• [STATED EXERCISE]: Please extract the lines starting at the one containing "Exercise. Mark the car door" and ending at the one containing "pixel 217 176", and copy them with no changes.

• [Point placement items]:
┄┄┄┄┄┄┄┄┄┄

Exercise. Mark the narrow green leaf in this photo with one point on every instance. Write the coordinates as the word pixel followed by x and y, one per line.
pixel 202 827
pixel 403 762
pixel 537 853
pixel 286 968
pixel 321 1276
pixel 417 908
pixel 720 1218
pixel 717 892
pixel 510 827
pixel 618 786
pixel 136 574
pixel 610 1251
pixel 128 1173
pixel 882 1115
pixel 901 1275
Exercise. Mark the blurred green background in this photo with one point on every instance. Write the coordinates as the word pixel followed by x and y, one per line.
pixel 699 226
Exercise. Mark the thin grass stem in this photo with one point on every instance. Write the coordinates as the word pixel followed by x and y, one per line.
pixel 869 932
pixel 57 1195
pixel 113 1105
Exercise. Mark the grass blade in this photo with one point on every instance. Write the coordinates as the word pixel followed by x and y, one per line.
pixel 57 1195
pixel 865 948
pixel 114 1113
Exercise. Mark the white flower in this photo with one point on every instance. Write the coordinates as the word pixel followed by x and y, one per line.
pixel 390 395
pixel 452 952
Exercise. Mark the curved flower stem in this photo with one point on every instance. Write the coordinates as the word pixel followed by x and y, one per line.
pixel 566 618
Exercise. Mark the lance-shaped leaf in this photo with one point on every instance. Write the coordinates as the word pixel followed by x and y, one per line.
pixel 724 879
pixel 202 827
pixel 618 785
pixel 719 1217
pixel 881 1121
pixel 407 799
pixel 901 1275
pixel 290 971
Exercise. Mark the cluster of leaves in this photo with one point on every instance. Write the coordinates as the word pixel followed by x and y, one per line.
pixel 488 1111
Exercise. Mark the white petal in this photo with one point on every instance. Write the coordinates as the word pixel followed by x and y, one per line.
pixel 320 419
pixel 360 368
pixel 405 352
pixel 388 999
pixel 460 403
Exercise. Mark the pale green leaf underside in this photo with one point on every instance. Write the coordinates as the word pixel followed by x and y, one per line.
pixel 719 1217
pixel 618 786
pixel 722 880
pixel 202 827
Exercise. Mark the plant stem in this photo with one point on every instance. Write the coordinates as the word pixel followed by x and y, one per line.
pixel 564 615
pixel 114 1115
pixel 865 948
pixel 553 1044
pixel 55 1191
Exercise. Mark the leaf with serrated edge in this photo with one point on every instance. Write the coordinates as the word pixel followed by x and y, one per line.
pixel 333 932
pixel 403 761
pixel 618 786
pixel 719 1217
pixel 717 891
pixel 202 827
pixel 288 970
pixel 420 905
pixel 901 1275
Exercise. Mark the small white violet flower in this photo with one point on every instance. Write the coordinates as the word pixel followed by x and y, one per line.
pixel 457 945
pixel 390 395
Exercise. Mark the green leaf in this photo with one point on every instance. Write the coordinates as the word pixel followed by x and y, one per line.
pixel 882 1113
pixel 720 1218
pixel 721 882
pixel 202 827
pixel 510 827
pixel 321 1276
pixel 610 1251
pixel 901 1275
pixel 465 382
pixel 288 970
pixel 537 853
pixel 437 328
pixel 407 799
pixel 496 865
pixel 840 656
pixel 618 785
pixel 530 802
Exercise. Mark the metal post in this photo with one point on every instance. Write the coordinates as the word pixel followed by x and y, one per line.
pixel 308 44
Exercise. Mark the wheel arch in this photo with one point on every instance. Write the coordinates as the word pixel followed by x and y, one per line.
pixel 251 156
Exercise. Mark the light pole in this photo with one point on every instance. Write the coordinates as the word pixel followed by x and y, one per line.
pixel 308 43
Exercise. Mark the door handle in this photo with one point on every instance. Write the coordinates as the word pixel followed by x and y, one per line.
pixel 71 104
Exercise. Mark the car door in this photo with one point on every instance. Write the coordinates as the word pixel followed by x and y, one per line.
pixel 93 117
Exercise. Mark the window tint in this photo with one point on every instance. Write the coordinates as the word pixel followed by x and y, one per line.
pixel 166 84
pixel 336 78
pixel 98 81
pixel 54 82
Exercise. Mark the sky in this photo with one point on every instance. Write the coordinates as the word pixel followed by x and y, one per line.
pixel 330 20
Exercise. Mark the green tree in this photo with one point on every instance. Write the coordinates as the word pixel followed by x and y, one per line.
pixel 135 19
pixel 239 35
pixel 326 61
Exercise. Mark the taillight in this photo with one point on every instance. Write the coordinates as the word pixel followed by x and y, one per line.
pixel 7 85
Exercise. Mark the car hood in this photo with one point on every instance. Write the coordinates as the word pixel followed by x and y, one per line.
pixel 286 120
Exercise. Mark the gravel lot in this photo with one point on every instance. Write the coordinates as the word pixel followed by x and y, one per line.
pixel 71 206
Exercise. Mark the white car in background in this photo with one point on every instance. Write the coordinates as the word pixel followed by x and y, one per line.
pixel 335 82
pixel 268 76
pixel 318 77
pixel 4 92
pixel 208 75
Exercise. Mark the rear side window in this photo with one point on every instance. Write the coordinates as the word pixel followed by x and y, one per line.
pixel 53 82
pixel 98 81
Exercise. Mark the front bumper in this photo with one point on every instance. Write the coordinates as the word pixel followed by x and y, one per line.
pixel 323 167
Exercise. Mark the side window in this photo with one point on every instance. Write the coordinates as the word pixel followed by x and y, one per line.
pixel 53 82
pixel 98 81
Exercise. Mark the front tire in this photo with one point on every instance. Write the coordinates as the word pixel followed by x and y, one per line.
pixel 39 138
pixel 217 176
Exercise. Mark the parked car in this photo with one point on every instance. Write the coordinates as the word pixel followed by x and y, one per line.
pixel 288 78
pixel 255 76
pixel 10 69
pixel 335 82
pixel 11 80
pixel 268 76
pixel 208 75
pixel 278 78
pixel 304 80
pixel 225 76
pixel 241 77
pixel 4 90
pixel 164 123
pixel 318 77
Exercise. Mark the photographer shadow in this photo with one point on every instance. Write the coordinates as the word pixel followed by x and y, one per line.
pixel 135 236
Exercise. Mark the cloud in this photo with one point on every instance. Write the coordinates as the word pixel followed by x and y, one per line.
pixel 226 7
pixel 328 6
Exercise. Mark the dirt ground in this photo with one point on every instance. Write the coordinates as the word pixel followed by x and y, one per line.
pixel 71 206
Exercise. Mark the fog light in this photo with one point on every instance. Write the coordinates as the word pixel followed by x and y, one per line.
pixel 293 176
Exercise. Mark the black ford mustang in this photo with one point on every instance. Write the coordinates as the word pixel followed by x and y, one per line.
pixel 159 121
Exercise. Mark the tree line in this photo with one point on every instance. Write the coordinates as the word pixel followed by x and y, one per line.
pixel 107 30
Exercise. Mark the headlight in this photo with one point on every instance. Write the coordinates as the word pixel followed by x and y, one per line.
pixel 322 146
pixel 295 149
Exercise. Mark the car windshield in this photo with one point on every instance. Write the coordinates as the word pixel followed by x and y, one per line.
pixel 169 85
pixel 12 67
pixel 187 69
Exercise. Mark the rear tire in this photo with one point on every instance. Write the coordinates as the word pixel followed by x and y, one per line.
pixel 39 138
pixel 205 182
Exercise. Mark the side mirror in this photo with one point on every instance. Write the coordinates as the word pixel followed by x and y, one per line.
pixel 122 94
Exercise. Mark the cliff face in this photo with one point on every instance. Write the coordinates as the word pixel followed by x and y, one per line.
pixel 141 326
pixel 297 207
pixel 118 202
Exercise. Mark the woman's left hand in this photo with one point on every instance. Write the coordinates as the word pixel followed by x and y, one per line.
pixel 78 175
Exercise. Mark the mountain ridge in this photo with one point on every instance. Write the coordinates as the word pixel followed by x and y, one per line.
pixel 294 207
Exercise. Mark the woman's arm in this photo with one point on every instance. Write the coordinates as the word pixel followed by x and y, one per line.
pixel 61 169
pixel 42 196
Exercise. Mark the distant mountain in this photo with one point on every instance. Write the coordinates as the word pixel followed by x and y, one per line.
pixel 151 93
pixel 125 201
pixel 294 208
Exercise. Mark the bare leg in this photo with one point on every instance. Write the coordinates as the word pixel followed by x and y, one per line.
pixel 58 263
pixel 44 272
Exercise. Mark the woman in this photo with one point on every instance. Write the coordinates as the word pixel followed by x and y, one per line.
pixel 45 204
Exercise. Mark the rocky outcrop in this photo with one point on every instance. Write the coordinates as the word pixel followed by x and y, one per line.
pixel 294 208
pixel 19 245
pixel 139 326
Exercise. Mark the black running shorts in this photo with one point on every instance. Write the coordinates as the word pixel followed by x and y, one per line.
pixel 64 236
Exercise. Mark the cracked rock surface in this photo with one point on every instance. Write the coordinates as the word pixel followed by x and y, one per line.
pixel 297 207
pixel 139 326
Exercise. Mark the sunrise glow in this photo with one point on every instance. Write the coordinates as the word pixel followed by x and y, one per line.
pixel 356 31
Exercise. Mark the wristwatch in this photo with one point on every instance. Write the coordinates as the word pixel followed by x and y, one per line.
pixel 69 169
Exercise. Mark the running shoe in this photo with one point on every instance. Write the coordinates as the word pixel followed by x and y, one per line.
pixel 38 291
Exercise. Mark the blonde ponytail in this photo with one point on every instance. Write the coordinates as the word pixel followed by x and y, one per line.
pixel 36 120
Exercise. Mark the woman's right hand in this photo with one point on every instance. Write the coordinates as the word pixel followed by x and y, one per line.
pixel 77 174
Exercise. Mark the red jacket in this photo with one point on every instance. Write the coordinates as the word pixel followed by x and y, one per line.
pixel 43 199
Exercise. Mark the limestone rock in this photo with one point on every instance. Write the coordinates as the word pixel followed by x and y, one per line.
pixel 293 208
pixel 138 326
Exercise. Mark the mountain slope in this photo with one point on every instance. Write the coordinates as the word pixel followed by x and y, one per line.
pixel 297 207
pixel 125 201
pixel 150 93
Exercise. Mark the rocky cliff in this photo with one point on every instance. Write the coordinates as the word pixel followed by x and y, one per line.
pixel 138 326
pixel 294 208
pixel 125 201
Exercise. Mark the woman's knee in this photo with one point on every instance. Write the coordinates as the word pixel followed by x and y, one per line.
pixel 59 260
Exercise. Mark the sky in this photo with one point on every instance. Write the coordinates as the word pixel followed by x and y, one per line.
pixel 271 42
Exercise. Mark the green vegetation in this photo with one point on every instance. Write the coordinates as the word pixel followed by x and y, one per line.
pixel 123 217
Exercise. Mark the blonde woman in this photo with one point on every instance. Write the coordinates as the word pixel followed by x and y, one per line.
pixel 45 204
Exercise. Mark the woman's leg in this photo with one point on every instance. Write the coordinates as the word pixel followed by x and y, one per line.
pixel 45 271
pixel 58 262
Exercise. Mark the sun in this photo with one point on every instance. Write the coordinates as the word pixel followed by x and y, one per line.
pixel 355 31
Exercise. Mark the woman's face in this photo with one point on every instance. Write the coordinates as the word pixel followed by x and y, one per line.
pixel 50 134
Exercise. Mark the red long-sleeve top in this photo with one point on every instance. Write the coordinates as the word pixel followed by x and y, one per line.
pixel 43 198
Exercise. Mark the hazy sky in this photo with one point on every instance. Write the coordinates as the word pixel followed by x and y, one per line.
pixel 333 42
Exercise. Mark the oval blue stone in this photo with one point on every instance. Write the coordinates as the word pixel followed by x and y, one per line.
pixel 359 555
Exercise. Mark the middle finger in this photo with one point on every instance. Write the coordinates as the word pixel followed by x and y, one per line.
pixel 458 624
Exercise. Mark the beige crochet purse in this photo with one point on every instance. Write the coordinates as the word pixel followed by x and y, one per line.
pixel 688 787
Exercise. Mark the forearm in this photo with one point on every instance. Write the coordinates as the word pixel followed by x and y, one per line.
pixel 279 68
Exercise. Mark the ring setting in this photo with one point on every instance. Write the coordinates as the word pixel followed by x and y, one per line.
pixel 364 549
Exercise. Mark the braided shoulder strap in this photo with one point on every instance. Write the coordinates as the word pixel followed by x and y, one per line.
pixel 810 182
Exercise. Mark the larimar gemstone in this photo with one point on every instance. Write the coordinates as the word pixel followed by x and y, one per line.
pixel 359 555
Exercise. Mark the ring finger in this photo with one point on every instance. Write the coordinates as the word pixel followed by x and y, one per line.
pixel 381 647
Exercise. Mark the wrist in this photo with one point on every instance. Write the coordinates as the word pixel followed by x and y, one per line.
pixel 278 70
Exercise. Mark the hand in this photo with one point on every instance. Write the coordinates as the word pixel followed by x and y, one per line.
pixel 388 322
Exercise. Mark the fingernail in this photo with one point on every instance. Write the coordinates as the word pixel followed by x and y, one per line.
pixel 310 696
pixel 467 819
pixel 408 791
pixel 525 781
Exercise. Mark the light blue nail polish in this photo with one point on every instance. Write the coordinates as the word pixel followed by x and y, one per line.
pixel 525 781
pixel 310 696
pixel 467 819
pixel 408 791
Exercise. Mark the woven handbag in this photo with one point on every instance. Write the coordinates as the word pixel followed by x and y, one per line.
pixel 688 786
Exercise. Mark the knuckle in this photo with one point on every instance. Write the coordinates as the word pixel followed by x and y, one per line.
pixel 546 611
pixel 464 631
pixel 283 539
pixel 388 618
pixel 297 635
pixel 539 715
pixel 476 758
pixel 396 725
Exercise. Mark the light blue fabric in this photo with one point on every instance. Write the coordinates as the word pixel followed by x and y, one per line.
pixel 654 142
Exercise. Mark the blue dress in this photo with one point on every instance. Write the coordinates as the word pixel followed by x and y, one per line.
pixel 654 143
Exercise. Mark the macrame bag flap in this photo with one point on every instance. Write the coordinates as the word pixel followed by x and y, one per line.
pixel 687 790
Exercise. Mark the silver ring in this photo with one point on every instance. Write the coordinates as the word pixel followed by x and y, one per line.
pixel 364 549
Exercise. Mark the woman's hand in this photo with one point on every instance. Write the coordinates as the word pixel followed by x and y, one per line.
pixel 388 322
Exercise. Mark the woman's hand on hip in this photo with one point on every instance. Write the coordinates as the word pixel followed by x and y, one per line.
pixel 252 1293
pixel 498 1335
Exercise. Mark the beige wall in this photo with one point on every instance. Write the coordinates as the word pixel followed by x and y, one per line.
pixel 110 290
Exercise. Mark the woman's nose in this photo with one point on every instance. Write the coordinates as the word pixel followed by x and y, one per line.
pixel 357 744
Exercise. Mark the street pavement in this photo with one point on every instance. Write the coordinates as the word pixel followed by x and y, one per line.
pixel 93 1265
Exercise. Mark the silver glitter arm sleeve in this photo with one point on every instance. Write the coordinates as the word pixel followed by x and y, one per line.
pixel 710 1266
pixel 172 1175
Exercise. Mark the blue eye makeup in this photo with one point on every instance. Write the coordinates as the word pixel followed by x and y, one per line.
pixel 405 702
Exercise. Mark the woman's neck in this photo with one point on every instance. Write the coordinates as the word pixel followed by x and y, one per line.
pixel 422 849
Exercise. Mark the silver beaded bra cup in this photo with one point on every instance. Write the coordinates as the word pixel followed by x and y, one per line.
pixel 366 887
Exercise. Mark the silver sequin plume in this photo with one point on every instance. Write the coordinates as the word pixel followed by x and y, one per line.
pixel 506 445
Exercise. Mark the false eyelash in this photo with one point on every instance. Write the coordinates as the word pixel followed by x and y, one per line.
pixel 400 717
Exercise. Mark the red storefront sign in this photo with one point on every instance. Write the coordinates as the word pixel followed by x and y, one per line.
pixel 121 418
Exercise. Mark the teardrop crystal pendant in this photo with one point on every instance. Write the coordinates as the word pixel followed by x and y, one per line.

┄┄┄┄┄┄┄┄┄┄

• [WRITTEN RESPONSE]:
Exercise. Mark the car door in this photo with one point on every instance. Write the coordinates as the word pixel followed by x and y, one per line.
pixel 93 117
Exercise. Mark the window tint in this photo with one point on every instance. Write the coordinates as the word pixel followed by x and y, one per line.
pixel 166 84
pixel 336 78
pixel 98 81
pixel 54 82
Exercise. Mark the sky in this photo with one point on every instance. Write the coordinates as the word pixel followed by x and y, one per line.
pixel 330 20
Exercise. Mark the green tree in this photo with one point on every instance. Write the coordinates as the word pixel followed by x and y, one per line.
pixel 135 19
pixel 239 35
pixel 326 61
Exercise. Mark the taillight in this photo with one point on every instance. Write the coordinates as the word pixel followed by x and y, one per line.
pixel 7 85
Exercise. Mark the car hood in this photo with one point on every instance. Write the coordinates as the word pixel followed by x and y, one per line.
pixel 286 120
Exercise. Mark the gravel lot in this photo with one point on every instance. Write the coordinates as the word pixel followed by x and y, one per line.
pixel 71 206
Exercise. Mark the white car in background in this photo with one point on every instance. Write the coordinates as the word pixel followed by x and y, one per line.
pixel 335 82
pixel 268 76
pixel 318 77
pixel 4 92
pixel 208 75
Exercise. Mark the rear side window in this photo with one point on every instance. Write the coordinates as the word pixel followed by x and y, one per line.
pixel 53 82
pixel 98 81
Exercise. Mark the front bumper in this photo with one point on every instance. Write the coordinates as the word pixel followed by x and y, one per line.
pixel 323 167
Exercise. Mark the side window in this photo with one point on every instance. Write the coordinates as the word pixel followed by x and y, one per line.
pixel 53 82
pixel 98 81
Exercise. Mark the front tire in this photo with one point on every instance. Write the coordinates as the word pixel followed by x and y, one per line.
pixel 39 138
pixel 217 176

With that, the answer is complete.